• [ACTIVITY]: Each line with the word "truck" must appear in the answer, copied from the records.
Segment Start: EXERCISE INPUT
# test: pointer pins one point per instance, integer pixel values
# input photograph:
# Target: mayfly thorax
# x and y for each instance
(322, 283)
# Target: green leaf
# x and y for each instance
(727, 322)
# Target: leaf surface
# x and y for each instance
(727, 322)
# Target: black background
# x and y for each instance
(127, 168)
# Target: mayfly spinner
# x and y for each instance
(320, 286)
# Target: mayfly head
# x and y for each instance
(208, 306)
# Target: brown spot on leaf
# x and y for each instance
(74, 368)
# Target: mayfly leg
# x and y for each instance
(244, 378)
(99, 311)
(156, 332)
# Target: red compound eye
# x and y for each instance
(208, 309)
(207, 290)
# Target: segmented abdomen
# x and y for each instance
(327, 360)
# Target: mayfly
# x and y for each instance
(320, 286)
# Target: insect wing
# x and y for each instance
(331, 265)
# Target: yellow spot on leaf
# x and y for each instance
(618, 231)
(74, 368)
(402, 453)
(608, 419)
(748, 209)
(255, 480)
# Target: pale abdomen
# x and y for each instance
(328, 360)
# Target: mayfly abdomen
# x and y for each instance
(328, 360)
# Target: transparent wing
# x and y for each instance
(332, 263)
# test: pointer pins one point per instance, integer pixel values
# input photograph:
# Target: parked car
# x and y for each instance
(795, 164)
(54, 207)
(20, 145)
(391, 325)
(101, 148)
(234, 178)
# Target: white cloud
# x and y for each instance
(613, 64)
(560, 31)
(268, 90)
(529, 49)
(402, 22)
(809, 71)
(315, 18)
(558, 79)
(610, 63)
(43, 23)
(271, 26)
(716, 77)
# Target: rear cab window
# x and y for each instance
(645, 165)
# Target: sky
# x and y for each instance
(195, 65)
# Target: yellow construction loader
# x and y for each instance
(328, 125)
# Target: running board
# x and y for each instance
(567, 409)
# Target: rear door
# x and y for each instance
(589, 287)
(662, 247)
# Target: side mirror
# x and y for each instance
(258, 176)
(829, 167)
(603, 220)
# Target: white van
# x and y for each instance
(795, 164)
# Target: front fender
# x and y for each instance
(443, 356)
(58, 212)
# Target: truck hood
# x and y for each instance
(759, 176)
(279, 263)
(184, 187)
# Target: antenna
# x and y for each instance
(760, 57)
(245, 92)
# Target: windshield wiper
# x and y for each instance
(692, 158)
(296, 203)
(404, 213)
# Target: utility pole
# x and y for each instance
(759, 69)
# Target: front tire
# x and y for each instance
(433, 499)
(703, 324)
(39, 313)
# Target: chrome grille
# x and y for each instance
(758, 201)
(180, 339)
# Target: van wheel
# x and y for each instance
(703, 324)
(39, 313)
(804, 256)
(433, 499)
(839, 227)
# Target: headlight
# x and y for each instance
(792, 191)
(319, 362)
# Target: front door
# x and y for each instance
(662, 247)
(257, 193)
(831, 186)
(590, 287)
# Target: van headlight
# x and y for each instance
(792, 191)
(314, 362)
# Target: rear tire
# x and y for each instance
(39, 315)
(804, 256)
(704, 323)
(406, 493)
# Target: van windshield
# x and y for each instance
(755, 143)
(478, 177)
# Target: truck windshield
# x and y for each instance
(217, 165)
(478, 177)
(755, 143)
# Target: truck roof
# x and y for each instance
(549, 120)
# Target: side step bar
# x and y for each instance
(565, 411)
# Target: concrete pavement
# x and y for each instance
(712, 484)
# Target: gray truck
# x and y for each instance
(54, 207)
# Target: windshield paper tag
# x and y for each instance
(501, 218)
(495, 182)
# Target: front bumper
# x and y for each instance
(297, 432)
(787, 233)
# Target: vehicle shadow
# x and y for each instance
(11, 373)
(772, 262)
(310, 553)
Segment End: EXERCISE INPUT
• [OUTPUT OF THE TASK]:
# Target: truck hood
# Target: truck windshield
# Target: truck roof
# Target: gray truck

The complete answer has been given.